Documentfragment.
5.3 Financiële en economische geschiktheidseisen
5.3.1 Aansprakelijkheidsverzekering
Inschrijver dan wel de Combinatie dient uiterlijk op het moment van definitieve gunning van de concessie adequaat verzekerd te zijn voor de met de uitvoering van de concessie verband
houdende beroeps- en/of bedrijfsaansprakelijkheidsrisico’s. De verzekering dient een dekking te bieden van minimaal EUR 2.500.000,00 per schadeveroorzakende gebeurtenis met een maximaal bedrag van EUR 2.500.000,00 per jaar. Indien derden worden ingezet bij de uitvoering van de concessie dient de verzekering ook schade als gevolg van handelen of nalaten van bij de uitvoering van de concessie ingeschakelde derden te dekken.
De Aanbestedende Dienst zal bij de Inschrijver aan wie vermoedelijk het voornemen tot gunning zal worden uitgebracht de bewijsstukken voor het voldoen aan de verzekeringseis opvragen.
Als bewijsstuk wordt aangemerkt een afschrift van een verzekeringspolis waaruit blijkt dat aan deze eis wordt voldaan dan wel een verklaring van de verzekeraar of verzekeringstussenpersoon waaruit blijkt dat Inschrijver conform bovenstaande eis is verzekerd in het geval van definitieve gunning van de concessie. Deze verklaring mag op de sluitingsdatum van de Inschrijving niet ouder zijn dan 6 maanden.

De opdracht.
Citeer uit het fragment over de aansprakelijkheidsverzekering het gedeelte dat begint bij de woorden "5.3 Financiële en" en stop na "de verzekeringseis opvragen.".

Overzicht.
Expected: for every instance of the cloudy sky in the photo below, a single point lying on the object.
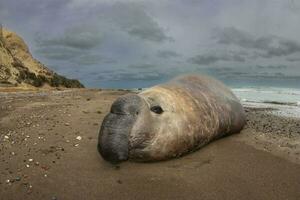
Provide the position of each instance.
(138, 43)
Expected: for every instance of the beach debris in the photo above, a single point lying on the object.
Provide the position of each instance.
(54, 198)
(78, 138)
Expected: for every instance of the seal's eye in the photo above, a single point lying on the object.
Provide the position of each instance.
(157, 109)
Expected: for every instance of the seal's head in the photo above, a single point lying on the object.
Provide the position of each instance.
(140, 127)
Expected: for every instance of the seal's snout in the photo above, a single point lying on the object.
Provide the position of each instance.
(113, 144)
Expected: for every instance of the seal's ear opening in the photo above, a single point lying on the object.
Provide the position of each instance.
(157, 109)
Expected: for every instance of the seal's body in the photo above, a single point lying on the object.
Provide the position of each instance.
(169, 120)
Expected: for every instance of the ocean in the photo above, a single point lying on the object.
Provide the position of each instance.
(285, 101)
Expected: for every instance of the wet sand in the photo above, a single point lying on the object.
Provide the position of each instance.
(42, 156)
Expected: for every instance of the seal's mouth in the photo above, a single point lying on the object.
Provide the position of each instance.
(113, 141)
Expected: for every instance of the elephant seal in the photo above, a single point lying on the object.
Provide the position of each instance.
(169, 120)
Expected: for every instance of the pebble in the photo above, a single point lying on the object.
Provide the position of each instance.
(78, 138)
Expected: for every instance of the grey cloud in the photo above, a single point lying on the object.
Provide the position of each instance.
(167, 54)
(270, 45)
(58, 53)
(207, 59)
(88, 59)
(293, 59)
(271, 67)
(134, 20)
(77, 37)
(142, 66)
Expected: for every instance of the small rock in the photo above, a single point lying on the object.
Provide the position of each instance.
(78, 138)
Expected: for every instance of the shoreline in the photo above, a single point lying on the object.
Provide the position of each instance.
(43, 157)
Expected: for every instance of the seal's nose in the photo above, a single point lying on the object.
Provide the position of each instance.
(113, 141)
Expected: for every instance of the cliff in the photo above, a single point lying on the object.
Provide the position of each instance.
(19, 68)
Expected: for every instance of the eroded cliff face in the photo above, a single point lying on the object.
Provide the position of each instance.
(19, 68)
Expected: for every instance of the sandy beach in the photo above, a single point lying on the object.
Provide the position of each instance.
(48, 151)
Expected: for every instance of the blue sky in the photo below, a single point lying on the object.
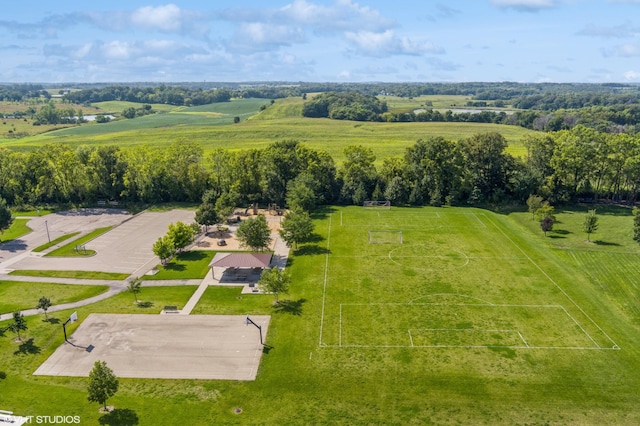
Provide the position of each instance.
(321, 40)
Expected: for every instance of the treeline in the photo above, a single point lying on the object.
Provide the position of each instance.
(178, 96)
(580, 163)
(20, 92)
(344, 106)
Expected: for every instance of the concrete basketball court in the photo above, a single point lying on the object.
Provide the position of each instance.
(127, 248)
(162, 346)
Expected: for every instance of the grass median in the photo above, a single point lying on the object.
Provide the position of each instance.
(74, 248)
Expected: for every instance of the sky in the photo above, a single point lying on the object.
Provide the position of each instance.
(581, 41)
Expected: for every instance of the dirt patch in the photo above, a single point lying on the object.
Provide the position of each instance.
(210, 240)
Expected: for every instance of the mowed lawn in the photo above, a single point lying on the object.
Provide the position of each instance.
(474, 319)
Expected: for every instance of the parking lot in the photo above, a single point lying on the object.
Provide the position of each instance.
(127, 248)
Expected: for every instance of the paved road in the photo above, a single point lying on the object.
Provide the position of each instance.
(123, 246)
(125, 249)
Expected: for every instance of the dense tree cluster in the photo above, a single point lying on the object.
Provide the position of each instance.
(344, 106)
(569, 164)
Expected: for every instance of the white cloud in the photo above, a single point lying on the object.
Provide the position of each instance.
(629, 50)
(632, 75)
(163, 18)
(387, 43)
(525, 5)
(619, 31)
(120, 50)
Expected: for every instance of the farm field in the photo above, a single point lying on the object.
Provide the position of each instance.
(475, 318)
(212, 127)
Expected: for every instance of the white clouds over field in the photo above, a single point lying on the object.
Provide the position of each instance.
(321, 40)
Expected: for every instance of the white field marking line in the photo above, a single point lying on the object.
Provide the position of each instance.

Uitwerking.
5.3 Financiële en economische geschiktheidseisen
5.3.1 Aansprakelijkheidsverzekering
Inschrijver dan wel de Combinatie dient uiterlijk op het moment van definitieve gunning van de concessie adequaat verzekerd te zijn voor de met de uitvoering van de concessie verband
houdende beroeps- en/of bedrijfsaansprakelijkheidsrisico’s. De verzekering dient een dekking te bieden van minimaal EUR 2.500.000,00 per schadeveroorzakende gebeurtenis met een maximaal bedrag van EUR 2.500.000,00 per jaar. Indien derden worden ingezet bij de uitvoering van de concessie dient de verzekering ook schade als gevolg van handelen of nalaten van bij de uitvoering van de concessie ingeschakelde derden te dekken.
De Aanbestedende Dienst zal bij de Inschrijver aan wie vermoedelijk het voornemen tot gunning zal worden uitgebracht de bewijsstukken voor het voldoen aan de verzekeringseis opvragen.